Do this
Reproduce every line of the records below verbatim, omitting the picture placeholders from your output.

Dataset content
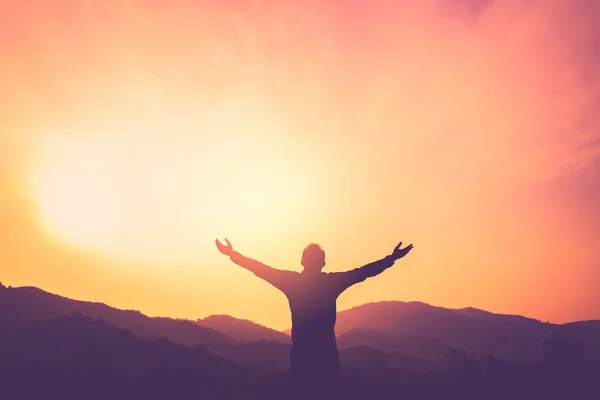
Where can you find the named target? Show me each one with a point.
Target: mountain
(26, 305)
(95, 345)
(242, 330)
(424, 331)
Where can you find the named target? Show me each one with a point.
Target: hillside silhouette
(242, 330)
(50, 348)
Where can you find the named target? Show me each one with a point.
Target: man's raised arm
(275, 277)
(349, 278)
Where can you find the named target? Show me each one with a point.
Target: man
(312, 296)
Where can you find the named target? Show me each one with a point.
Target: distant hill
(25, 305)
(414, 330)
(424, 331)
(242, 330)
(96, 346)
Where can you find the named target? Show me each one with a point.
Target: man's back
(312, 297)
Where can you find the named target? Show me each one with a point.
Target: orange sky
(133, 133)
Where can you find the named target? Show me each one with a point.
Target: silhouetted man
(312, 295)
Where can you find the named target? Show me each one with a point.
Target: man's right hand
(227, 250)
(399, 252)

Final result
Where can you find the named target? Show me each one with a point.
Target: mountain
(26, 305)
(95, 345)
(242, 330)
(424, 331)
Where can you find the named target? Show me each one with a point.
Target: hillside silhouette
(242, 330)
(50, 348)
Where can you find the named target? Show me each one with a point.
Target: man's raised arm
(275, 277)
(349, 278)
Where can you find the named target? Show me each one with a point.
Target: man
(312, 296)
Where can you find the named target? Show me each one with a point.
Target: distant hill
(25, 305)
(414, 330)
(424, 331)
(242, 330)
(96, 346)
Where can you find the named target? Show me each one with a point.
Target: man's back
(312, 297)
Where can you find the named target? Show me each one with a point.
Target: orange sky
(133, 133)
Where can you find the named target? Show me each one with a point.
Target: silhouetted man
(312, 295)
Where can you find the named target? Show me each one with a point.
Target: man's right hand
(227, 250)
(399, 252)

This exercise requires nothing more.